=== TASK REQUIREMENTS ===
If a line includes the word "after", it belongs in the count; state the total for the data below and add nothing.

=== RECORDS FOR THIS EXERCISE ===
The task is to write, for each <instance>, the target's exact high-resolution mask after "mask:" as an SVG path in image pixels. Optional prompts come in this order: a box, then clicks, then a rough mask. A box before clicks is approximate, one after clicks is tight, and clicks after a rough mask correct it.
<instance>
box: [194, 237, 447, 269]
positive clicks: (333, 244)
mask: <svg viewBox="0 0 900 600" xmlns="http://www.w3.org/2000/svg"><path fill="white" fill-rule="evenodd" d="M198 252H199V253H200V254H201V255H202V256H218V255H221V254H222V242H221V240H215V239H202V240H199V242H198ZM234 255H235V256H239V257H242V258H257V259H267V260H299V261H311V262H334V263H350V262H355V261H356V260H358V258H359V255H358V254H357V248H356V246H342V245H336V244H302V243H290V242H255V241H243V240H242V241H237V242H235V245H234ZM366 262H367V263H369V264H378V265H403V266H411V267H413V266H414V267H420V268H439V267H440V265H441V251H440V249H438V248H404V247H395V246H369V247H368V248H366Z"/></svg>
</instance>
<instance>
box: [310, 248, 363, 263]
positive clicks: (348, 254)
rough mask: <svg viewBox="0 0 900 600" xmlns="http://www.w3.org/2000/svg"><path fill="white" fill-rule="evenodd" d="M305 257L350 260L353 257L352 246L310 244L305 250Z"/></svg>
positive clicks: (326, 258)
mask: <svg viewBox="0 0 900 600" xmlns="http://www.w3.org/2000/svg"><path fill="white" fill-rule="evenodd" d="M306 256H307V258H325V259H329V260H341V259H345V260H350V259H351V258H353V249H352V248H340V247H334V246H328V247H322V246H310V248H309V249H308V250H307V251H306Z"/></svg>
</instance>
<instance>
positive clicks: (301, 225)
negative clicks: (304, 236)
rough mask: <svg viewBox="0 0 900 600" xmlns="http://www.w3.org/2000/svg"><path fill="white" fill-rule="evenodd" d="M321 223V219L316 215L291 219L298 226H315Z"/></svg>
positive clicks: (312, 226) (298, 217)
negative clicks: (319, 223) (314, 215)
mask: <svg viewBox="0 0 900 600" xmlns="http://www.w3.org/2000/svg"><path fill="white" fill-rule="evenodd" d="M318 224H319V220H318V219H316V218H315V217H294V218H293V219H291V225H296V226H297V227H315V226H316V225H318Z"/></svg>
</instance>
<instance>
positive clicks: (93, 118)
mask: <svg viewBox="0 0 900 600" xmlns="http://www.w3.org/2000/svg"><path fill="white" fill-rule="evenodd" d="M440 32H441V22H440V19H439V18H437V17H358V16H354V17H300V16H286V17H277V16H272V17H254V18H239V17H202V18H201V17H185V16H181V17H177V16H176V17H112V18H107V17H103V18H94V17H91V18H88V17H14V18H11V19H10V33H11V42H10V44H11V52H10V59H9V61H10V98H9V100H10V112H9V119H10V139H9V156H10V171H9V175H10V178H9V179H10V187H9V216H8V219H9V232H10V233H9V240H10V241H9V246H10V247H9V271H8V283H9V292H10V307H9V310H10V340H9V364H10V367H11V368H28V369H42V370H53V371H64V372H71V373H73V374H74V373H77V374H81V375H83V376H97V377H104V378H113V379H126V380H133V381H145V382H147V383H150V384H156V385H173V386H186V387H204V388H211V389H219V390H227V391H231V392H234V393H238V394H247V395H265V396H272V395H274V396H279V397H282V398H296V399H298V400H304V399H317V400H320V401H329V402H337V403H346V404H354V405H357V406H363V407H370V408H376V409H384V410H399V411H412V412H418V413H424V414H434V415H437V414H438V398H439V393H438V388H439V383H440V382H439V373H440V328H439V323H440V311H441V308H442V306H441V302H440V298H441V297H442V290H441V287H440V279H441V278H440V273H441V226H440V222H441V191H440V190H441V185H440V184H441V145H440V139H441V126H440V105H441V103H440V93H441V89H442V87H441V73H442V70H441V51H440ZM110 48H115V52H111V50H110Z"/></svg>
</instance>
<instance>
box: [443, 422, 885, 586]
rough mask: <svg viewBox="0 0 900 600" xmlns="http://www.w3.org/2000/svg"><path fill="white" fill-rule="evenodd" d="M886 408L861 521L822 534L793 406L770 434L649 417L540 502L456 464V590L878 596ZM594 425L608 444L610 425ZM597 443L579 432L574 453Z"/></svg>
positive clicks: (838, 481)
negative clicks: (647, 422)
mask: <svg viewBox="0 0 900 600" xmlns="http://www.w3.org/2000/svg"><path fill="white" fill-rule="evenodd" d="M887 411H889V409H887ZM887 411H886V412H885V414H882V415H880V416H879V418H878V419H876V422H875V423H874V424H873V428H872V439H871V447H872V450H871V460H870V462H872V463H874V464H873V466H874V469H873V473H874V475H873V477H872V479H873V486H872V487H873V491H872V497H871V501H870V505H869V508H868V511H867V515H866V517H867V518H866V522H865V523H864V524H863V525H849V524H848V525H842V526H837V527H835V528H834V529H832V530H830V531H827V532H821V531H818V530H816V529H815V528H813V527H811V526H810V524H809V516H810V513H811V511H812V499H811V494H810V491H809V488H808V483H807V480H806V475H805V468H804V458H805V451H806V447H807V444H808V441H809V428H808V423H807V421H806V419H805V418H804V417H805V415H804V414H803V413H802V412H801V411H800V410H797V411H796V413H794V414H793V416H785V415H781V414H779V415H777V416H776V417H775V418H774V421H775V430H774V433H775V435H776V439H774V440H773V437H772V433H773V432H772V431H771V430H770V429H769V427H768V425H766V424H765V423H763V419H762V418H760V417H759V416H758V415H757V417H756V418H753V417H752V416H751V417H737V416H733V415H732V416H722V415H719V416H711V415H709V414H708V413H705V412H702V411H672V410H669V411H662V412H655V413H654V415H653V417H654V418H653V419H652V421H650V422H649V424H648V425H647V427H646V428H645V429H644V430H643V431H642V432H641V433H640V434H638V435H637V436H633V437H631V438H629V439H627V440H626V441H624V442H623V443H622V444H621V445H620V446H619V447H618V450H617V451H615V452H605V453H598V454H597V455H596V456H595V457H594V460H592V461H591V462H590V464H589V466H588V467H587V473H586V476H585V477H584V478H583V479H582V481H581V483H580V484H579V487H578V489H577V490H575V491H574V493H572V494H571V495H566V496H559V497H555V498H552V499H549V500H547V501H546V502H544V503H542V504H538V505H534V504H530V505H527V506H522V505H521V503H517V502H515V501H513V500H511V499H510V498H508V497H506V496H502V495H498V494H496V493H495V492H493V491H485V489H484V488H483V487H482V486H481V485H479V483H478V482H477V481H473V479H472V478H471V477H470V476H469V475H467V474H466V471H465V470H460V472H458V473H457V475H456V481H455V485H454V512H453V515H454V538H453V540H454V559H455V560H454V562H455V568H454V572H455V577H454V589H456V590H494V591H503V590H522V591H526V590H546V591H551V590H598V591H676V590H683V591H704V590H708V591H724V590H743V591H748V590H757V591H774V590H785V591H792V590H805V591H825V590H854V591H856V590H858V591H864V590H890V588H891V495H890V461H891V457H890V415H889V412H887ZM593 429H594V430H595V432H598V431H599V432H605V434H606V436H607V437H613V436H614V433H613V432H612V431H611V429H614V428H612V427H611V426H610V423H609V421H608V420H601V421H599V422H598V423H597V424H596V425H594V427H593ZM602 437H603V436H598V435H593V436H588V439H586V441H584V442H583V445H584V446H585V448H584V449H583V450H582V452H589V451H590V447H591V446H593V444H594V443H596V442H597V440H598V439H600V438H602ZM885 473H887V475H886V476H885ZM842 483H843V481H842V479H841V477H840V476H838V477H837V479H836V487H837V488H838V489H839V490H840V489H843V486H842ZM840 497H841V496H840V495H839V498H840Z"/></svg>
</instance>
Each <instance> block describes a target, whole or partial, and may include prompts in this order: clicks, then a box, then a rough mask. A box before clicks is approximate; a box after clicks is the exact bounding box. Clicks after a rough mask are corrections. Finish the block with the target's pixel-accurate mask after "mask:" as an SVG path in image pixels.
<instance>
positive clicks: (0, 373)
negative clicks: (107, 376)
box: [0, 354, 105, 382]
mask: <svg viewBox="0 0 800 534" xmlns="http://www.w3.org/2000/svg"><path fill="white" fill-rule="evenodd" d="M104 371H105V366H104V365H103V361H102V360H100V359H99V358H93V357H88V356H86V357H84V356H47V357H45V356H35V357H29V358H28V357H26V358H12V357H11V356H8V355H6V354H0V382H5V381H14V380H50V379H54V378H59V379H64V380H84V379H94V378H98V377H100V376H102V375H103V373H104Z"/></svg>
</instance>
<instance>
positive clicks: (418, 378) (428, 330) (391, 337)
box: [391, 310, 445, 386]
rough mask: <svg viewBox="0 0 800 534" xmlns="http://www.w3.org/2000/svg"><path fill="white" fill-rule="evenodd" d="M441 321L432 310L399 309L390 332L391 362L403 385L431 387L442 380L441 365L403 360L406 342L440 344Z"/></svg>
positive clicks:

=== OUTPUT BELOW ===
2